§ **Aim of the task**
When the line containing "of the balcony" appears in the data below, begin copying there and stop only after the line containing "of the light".

§ **Information supplied**
#####

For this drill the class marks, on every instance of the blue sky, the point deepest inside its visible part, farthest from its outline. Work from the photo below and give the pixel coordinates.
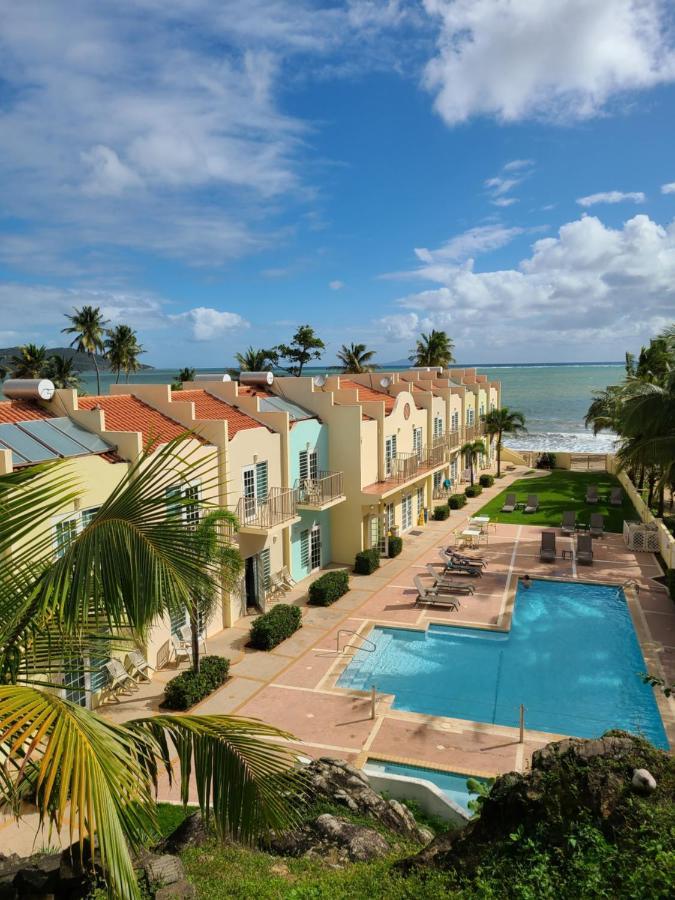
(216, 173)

#####

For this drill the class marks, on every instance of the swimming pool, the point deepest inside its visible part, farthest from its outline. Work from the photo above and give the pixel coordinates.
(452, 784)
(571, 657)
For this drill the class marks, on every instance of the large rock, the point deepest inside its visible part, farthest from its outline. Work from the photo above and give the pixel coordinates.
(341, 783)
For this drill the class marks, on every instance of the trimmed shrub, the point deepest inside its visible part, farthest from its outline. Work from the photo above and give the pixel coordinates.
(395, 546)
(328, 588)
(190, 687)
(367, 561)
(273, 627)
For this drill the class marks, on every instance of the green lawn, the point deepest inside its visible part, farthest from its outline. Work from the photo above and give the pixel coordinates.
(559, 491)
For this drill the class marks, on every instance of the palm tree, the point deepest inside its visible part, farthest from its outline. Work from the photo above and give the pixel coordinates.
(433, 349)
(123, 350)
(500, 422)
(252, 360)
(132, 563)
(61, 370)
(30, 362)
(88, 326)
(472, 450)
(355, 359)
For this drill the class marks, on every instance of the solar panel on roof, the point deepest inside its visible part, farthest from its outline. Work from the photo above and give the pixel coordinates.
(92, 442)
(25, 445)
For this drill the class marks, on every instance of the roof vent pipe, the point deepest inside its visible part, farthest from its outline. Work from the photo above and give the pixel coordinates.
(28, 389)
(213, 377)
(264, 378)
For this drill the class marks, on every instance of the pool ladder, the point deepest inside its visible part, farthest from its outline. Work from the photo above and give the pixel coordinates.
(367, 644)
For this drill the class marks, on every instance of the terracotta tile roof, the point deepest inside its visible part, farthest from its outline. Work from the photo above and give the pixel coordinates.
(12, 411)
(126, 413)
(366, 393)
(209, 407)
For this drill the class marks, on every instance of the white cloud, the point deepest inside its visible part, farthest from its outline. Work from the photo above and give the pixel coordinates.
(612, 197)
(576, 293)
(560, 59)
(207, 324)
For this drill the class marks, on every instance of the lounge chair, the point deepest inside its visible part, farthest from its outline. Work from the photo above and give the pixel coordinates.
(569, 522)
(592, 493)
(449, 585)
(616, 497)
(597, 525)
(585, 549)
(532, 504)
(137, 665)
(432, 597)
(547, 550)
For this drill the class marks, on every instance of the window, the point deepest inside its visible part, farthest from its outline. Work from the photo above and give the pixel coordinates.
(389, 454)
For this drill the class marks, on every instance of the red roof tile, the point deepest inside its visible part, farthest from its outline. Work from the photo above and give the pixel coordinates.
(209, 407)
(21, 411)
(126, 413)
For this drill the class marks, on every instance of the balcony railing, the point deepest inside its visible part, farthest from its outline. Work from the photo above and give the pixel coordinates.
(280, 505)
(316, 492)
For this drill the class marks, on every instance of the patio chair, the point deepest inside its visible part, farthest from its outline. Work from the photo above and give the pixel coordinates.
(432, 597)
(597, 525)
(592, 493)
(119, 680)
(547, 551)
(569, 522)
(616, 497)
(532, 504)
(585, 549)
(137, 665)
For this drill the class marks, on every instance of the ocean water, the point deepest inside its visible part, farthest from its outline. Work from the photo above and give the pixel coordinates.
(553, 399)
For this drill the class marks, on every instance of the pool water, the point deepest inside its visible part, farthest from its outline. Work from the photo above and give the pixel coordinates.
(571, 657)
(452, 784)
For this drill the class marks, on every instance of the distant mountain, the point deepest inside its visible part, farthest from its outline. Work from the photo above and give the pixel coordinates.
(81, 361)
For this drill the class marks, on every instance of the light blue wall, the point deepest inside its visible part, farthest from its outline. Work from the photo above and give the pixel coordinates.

#####

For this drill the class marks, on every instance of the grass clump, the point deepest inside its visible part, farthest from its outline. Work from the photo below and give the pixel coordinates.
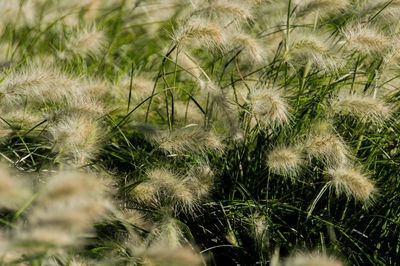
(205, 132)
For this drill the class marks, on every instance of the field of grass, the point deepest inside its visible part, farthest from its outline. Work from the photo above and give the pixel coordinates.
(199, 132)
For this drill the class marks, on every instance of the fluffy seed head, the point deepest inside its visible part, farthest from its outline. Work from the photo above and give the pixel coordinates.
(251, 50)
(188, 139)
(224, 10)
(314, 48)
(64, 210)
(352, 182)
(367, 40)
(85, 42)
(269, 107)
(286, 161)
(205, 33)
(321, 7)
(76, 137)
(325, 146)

#####

§ **Exercise solution**
For this drill the class marks, on every instance of the balcony railing, the point deepest inside its visible part, farthest from its outline. Work from the photo above and give the pixel coordinates.
(280, 505)
(316, 492)
For this drill the class marks, on every instance of the patio chair, the point deepest inside its visible part, farthest from its outline. Work from the photo above and give the pixel coordinates.
(432, 597)
(597, 525)
(592, 493)
(119, 680)
(547, 551)
(569, 522)
(616, 497)
(532, 504)
(585, 549)
(137, 665)
For this drill the class marks, on every instance of the ocean water, the point deepest inside its visible part, farthest from its outline. Work from the photo above and give the pixel coordinates.
(553, 399)
For this drill the class marks, on every instance of the pool water, the point deepest inside its visible part, farthest from its outline. Work from the photo above and give the pixel coordinates.
(571, 657)
(452, 784)
For this drill the class marks, on every instance of the distant mountain, the point deepest inside its visible part, farthest from its outline. Work from the photo above and give the pixel coordinates.
(81, 361)
For this drill the class marks, on every instance of the light blue wall, the point deepest inside its visible part, farthest from its outline. Work from the photo above and give the pixel coordinates.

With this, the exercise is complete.